BRIEF:
In the stretch of records from the start through the line containing "column 534, row 167", swap "birch tree" for "oak tree" and change nothing else. Give back only those lines, and leave out the pictures.

RAW DATA:
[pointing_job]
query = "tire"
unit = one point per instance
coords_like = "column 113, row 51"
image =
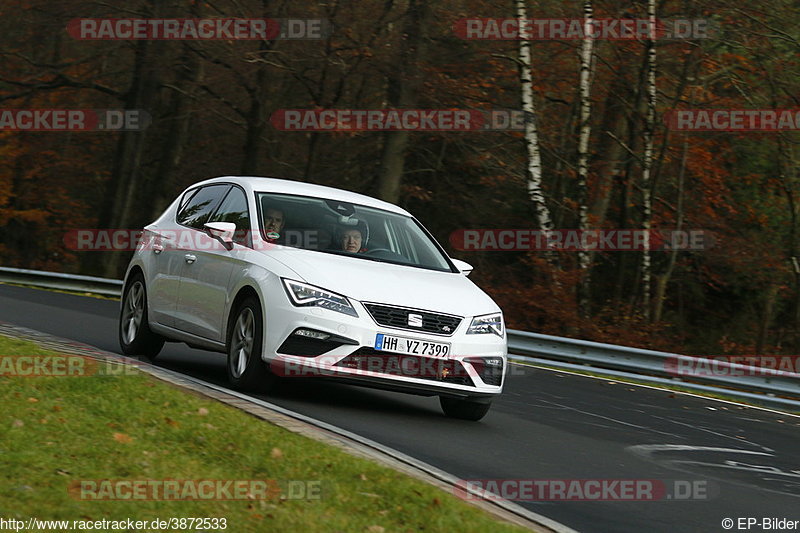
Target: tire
column 135, row 336
column 246, row 370
column 464, row 409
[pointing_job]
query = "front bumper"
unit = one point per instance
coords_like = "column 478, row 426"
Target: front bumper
column 474, row 367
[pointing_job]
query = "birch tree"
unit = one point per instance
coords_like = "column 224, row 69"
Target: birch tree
column 584, row 258
column 647, row 160
column 534, row 167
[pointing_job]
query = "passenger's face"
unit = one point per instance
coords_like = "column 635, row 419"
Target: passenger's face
column 273, row 220
column 351, row 241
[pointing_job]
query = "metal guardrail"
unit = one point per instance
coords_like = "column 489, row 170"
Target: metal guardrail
column 773, row 387
column 67, row 282
column 777, row 387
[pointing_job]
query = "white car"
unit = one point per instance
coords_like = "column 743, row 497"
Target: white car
column 291, row 279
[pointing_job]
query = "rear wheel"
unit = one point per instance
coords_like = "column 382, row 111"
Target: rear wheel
column 246, row 370
column 135, row 336
column 464, row 409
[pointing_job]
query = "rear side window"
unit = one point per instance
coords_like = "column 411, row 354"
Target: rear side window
column 197, row 210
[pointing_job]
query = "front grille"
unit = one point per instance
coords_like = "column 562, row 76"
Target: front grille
column 412, row 366
column 398, row 317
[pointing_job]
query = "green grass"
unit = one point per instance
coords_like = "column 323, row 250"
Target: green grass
column 56, row 431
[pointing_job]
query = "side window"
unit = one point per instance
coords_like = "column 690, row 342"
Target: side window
column 234, row 209
column 197, row 210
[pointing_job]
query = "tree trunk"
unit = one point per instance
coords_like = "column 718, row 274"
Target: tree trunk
column 403, row 91
column 534, row 169
column 647, row 161
column 584, row 259
column 663, row 279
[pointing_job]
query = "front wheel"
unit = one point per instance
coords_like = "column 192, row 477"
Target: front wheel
column 135, row 336
column 246, row 370
column 464, row 409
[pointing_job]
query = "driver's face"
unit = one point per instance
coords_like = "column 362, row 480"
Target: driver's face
column 351, row 241
column 273, row 220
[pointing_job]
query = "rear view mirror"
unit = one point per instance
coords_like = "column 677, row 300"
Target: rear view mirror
column 221, row 230
column 463, row 266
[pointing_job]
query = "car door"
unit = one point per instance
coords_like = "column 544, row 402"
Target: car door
column 205, row 282
column 165, row 261
column 188, row 238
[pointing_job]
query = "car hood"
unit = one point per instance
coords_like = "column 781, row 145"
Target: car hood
column 372, row 281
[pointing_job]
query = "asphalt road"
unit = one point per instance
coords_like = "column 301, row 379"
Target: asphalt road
column 547, row 425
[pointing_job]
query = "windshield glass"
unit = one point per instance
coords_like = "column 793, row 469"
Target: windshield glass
column 342, row 228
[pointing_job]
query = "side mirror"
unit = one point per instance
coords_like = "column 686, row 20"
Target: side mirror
column 463, row 266
column 222, row 230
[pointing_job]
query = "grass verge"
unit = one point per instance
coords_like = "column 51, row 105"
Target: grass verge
column 58, row 431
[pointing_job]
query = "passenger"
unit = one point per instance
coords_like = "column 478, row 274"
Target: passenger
column 352, row 239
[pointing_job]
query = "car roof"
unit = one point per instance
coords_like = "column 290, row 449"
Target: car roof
column 300, row 188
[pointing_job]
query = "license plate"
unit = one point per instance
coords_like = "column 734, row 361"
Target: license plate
column 405, row 345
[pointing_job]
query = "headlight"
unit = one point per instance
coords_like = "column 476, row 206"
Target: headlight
column 305, row 295
column 492, row 323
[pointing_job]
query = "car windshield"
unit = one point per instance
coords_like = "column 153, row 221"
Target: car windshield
column 342, row 228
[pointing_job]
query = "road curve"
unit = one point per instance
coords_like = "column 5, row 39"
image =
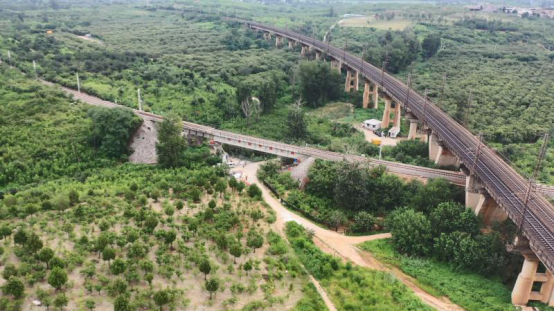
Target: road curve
column 532, row 212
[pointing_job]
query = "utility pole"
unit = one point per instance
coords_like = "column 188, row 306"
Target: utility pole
column 443, row 89
column 530, row 189
column 363, row 60
column 381, row 146
column 140, row 100
column 344, row 52
column 409, row 89
column 477, row 153
column 383, row 69
column 425, row 106
column 469, row 100
column 78, row 83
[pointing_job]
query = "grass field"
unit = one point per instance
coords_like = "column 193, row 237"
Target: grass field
column 468, row 290
column 396, row 24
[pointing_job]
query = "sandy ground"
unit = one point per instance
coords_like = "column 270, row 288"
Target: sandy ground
column 369, row 136
column 340, row 245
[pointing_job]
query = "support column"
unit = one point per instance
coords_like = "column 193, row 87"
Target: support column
column 413, row 129
column 356, row 81
column 386, row 115
column 352, row 80
column 348, row 83
column 278, row 41
column 524, row 285
column 397, row 115
column 375, row 96
column 366, row 94
column 337, row 65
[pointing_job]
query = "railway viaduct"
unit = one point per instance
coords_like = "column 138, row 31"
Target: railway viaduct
column 494, row 190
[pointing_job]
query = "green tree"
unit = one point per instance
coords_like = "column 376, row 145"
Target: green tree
column 57, row 278
column 337, row 219
column 247, row 267
column 171, row 145
column 297, row 124
column 151, row 223
column 108, row 255
column 212, row 286
column 411, row 232
column 121, row 303
column 90, row 304
column 364, row 222
column 45, row 255
column 5, row 232
column 14, row 287
column 33, row 243
column 318, row 83
column 254, row 240
column 205, row 267
column 118, row 267
column 236, row 251
column 431, row 45
column 112, row 129
column 61, row 301
column 254, row 191
column 161, row 298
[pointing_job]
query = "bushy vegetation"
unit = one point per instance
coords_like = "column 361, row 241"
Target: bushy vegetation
column 45, row 136
column 158, row 232
column 352, row 288
column 350, row 196
column 471, row 291
column 451, row 233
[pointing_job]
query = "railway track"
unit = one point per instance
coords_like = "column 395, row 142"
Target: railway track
column 535, row 214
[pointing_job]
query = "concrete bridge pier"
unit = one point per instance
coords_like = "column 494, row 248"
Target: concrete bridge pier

FINISHED EXERCISE:
[pointing_job]
query = "tire"
unit = one point per instance
coords_like = "column 113, row 51"
image =
Target: tire
column 135, row 336
column 246, row 370
column 464, row 409
[pointing_job]
query = "front bumper"
unit = one point per instance
coords_like = "column 478, row 426"
Target: front bumper
column 474, row 367
[pointing_job]
query = "oak tree"
unit = one point per instance
coords_like = "column 224, row 69"
Target: oak tree
column 584, row 258
column 647, row 160
column 534, row 167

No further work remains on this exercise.